▶ **WHAT YOU SHOULD DO**: Could you extract, word for word, the complete study-methods passage on colonoscopy adverse events and later screening?

▶ **TEXT PROVIDED**:
The research protocol was approved by the Harvard Medical School Committee on Human Subjects (#23686). Patient consent was not obtained because our data, which were previously collected for billing purposes, did not include patient identifiers. Patients were not involved in the study design, although we studied a common procedure that most older Americans have been asked to consider for colorectal cancer screening.7
We used a longitudinal study design with time-varying exposure variables to understand the impact of colonoscopy complications on future screening behaviours. This is akin to a difference-in-differences design in that we examined care with 5 years of longitudinal data, physicians served as their own control during months prior to any adverse event; physicians who had no adverse event in any month (84% of physicians) also served as controls. We used fixed effects Poisson regression with a logarithmic link function to model the expected number of colonoscopies in each month during the study period. The models included fixed effects for each physician as well as indicator variables for each of the 60 study months (which adjusts for differences over time and/or seasonal differences in colonoscopy use) and four time-varying indicator variables reflecting the presence or absence of a colonoscopy adverse event in each of the four quarters before the month of interest. We also included the number of patients assigned to each physician in that month as the Poisson offset variable; this effectively serves as a denominator for the dependent variable (number of colonoscopies in a month), allowing us to interpret model coefficients as estimates of the change in the rate of colonoscopies among a physician’s assigned patients. Because a patient will have at most one colonoscopy per quarter, the rate is essentially the proportion of all assigned patients who receive a colonoscopy per quarter.
In a second set of models, we conducted stratified analyses for patients aged 65–74 and 75 years and older to assess if effects of an adverse colonoscopy event on future colonoscopies varied for younger versus older patients since for older patients the benefits of colonoscopies may be less and the risk of adverse events greater. We also ran a single model to test the statistical significance of the age group interaction.
In a third set of models, we stratified analyses by physician age (as a proxy for experience/years in practice) above or below the median to assess if effects of a serious adverse colonoscopy event were more pronounced for younger (less experienced) physicians. We also tested the statistical significance of the physician age interaction.

▶ **AVAILABLE DATA**:
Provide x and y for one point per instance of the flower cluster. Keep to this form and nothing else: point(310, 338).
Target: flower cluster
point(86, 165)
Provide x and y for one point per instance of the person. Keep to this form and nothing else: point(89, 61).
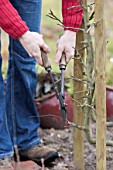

▶ **EXERCISE SOLUTION**:
The research protocol was approved by the Harvard Medical School Committee on Human Subjects (#23686). Patient consent was not obtained because our data, which were previously collected for billing purposes, did not include patient identifiers. Patients were not involved in the study design, although we studied a common procedure that most older Americans have been asked to consider for colorectal cancer screening.7
We used a longitudinal study design with time-varying exposure variables to understand the impact of colonoscopy complications on future screening behaviours. This is akin to a difference-in-differences design in that we examined care with 5 years of longitudinal data, physicians served as their own control during months prior to any adverse event; physicians who had no adverse event in any month (84% of physicians) also served as controls. We used fixed effects Poisson regression with a logarithmic link function to model the expected number of colonoscopies in each month during the study period. The models included fixed effects for each physician as well as indicator variables for each of the 60 study months (which adjusts for differences over time and/or seasonal differences in colonoscopy use) and four time-varying indicator variables reflecting the presence or absence of a colonoscopy adverse event in each of the four quarters before the month of interest. We also included the number of patients assigned to each physician in that month as the Poisson offset variable; this effectively serves as a denominator for the dependent variable (number of colonoscopies in a month), allowing us to interpret model coefficients as estimates of the change in the rate of colonoscopies among a physician’s assigned patients. Because a patient will have at most one colonoscopy per quarter, the rate is essentially the proportion of all assigned patients who receive a colonoscopy per quarter.
In a second set of models, we conducted stratified analyses for patients aged 65–74 and 75 years and older to assess if effects of an adverse colonoscopy event on future colonoscopies varied for younger versus older patients since for older patients the benefits of colonoscopies may be less and the risk of adverse events greater. We also ran a single model to test the statistical significance of the age group interaction.
In a third set of models, we stratified analyses by physician age (as a proxy for experience/years in practice) above or below the median to assess if effects of a serious adverse colonoscopy event were more pronounced for younger (less experienced) physicians. We also tested the statistical significance of the physician age interaction.